Set out the lines below as a Markdown table, covering everything from the first line down to the line that contains "x=625 y=645". Use two columns, Row and Text: give each line a number under Row and the line under Text, and leave out any blank lines.

[START Supplied data]

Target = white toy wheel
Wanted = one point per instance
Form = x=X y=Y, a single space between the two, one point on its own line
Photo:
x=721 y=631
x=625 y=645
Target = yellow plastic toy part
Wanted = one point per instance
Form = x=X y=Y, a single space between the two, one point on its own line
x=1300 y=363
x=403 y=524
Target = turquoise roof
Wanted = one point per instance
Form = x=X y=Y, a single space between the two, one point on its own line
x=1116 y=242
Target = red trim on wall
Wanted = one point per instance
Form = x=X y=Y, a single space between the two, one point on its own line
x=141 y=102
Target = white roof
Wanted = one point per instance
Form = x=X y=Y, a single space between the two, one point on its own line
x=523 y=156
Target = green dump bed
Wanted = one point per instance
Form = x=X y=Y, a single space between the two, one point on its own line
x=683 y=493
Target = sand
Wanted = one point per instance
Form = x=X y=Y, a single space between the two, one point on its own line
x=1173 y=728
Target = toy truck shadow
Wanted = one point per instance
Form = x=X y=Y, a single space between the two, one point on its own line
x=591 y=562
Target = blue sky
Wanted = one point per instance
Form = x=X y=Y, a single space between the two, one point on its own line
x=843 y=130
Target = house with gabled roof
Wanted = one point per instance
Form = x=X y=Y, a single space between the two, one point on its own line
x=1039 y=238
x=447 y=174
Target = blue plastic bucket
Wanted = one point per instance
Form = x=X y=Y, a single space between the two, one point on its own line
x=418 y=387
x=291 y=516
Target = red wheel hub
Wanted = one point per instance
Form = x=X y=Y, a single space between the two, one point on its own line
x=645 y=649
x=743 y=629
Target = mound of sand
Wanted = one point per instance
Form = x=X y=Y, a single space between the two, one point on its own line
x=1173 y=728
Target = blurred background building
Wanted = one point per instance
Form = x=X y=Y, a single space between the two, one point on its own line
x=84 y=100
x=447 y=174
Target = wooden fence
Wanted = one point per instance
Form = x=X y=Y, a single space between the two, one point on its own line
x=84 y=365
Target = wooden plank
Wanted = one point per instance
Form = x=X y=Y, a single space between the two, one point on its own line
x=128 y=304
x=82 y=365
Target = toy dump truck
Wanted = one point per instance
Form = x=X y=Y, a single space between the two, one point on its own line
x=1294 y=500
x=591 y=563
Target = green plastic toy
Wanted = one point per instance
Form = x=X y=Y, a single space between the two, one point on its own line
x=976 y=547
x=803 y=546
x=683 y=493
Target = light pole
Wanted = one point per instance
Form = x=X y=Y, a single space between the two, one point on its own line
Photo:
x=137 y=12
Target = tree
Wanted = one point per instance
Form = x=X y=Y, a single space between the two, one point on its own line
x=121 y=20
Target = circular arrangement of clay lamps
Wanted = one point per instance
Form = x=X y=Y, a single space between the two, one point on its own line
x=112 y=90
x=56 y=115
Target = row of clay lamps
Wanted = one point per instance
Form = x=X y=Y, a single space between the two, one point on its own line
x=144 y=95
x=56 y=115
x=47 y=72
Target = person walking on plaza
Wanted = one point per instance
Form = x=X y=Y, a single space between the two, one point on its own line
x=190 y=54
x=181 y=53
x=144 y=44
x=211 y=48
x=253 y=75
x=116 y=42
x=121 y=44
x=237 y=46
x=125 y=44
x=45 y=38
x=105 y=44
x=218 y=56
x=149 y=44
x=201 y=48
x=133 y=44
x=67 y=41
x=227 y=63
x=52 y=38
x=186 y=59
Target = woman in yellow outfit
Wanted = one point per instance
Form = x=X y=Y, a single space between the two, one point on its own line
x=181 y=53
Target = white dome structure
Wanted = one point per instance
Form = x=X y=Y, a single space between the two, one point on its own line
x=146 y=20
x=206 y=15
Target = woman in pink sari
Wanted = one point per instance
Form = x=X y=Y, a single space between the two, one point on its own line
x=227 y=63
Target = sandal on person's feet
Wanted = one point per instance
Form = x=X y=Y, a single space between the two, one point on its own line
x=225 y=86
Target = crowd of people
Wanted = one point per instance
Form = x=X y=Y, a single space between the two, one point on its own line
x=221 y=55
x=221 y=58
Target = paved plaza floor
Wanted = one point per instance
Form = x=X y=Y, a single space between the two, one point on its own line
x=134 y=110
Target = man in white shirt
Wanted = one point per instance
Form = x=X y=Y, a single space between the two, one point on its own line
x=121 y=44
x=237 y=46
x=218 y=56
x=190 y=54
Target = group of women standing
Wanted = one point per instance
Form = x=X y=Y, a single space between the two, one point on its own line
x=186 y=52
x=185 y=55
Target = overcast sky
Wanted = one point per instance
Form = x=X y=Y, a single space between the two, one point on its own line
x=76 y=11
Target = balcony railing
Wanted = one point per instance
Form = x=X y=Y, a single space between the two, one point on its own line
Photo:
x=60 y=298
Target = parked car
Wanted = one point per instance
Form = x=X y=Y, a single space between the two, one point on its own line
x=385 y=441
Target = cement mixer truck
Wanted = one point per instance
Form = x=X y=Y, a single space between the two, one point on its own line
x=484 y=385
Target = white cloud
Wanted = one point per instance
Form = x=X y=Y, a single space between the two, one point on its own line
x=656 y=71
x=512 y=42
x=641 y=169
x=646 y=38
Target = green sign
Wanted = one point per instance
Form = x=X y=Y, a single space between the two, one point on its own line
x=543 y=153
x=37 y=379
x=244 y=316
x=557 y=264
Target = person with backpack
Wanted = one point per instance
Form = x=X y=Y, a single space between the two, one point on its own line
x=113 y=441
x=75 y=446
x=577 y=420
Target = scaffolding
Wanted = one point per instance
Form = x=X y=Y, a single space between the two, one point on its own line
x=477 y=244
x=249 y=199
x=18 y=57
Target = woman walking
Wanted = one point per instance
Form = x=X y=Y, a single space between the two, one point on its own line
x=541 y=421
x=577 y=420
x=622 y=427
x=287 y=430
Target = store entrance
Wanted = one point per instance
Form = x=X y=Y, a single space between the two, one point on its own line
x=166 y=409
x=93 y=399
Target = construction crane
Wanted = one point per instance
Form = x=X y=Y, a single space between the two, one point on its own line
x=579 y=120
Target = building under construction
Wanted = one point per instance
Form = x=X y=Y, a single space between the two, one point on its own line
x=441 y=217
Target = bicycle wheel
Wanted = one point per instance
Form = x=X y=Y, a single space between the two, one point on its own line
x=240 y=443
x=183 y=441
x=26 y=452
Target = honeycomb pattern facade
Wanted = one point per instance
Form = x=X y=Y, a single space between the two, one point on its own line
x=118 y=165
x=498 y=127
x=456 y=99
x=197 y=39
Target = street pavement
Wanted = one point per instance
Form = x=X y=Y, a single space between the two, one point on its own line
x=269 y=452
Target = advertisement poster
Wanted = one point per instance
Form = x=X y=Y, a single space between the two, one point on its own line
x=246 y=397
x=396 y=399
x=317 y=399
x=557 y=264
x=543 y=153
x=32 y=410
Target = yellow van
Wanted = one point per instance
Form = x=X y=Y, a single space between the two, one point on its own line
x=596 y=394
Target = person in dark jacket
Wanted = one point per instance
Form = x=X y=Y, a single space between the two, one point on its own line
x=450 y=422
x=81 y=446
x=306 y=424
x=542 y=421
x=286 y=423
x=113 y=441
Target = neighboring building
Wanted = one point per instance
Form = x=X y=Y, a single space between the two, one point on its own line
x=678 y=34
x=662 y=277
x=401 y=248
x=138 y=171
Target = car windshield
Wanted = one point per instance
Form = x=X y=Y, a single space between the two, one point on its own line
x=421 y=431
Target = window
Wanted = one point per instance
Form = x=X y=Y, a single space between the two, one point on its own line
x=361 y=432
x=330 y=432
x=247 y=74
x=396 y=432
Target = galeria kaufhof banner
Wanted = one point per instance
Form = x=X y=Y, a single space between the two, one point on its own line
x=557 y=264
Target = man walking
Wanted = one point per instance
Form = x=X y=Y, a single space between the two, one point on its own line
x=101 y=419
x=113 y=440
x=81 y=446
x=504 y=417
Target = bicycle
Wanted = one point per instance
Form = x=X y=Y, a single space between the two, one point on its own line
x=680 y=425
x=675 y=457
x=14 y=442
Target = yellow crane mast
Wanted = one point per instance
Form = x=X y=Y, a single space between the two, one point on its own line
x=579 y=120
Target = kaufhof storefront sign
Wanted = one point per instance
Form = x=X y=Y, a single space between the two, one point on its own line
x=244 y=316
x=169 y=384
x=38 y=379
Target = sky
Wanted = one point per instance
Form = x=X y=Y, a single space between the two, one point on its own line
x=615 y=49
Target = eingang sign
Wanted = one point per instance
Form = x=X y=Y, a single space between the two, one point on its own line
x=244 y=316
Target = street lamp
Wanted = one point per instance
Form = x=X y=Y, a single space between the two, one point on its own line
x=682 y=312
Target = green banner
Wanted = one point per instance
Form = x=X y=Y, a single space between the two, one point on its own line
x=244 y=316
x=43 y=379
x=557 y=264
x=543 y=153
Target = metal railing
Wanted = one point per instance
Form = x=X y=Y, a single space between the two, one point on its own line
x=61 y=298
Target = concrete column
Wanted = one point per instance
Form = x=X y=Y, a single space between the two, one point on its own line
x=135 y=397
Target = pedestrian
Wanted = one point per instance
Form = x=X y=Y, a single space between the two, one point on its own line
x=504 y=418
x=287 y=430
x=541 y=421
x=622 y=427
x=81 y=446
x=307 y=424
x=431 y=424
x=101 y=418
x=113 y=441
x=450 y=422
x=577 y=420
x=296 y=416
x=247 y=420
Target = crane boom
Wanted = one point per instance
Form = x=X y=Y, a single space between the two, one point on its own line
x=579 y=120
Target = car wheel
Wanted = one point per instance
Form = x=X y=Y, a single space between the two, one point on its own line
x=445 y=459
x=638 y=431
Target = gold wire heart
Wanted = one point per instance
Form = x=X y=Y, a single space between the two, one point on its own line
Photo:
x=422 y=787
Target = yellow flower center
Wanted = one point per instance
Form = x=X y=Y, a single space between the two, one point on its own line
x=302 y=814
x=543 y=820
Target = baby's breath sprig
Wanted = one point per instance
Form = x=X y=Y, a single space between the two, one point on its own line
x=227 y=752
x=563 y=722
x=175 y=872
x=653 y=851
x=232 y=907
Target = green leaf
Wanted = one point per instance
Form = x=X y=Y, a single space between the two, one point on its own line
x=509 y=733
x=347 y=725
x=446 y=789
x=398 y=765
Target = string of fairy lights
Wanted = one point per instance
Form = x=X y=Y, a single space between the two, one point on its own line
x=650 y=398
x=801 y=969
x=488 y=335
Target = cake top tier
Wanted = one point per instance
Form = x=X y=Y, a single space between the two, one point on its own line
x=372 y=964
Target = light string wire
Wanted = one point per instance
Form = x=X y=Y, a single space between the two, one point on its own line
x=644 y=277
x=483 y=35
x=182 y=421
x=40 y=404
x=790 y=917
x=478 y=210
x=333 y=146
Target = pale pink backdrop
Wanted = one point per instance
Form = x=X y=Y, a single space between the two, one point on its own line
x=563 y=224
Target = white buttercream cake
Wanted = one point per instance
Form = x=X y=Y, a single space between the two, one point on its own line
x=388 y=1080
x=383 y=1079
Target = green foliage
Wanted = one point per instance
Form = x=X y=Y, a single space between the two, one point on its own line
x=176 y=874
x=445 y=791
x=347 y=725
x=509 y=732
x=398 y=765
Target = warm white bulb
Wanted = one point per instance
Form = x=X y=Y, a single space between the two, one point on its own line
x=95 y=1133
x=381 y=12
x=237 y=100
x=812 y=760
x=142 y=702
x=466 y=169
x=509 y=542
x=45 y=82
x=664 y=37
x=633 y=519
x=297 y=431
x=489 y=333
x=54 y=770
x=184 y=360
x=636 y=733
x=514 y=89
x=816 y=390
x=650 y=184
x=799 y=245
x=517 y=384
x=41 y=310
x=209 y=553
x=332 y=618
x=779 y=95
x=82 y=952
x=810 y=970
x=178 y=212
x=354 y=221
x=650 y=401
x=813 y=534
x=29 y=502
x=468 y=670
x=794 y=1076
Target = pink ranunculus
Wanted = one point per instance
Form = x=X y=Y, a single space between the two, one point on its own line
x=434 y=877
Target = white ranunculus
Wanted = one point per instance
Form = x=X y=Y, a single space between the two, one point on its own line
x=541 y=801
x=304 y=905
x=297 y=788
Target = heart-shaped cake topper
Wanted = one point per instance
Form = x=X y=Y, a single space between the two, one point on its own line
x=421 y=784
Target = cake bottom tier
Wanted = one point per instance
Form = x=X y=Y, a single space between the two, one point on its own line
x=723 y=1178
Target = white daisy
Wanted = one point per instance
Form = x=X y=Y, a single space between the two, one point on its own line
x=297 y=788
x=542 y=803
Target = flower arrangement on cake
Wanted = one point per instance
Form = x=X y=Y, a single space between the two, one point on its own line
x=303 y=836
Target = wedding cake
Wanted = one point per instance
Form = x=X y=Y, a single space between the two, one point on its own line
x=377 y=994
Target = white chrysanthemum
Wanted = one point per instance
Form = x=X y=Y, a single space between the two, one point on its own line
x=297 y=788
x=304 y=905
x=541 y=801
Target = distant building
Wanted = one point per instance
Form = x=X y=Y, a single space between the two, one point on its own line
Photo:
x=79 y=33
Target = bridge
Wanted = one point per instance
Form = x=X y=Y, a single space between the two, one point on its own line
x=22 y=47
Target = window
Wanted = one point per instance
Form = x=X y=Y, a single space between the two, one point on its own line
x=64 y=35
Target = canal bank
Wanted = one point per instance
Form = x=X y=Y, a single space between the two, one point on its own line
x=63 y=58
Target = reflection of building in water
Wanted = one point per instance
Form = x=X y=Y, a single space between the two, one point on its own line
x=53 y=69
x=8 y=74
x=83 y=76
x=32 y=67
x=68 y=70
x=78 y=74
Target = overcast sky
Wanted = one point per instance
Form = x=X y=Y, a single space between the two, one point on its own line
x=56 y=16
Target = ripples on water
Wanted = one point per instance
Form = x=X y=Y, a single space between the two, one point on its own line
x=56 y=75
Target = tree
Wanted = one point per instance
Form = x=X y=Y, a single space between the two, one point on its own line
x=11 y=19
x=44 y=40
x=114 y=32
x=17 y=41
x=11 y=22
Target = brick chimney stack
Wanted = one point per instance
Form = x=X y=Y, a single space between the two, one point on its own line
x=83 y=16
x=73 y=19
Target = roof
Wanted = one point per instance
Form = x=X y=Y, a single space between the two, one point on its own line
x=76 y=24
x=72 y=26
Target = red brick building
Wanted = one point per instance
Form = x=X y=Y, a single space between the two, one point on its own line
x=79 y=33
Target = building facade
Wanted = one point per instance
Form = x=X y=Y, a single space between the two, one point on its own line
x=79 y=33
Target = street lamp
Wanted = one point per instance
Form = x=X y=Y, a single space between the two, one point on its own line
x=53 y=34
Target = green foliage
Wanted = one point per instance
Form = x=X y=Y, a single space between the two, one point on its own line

[END Supplied data]

* Result
| Row | Text |
|---|---|
| 1 | Target = white toy wheel |
| 2 | Wanted = one point per instance |
| 3 | Form = x=X y=Y, a single space between the two, one point on its own line |
| 4 | Photo: |
| 5 | x=721 y=631 |
| 6 | x=625 y=645 |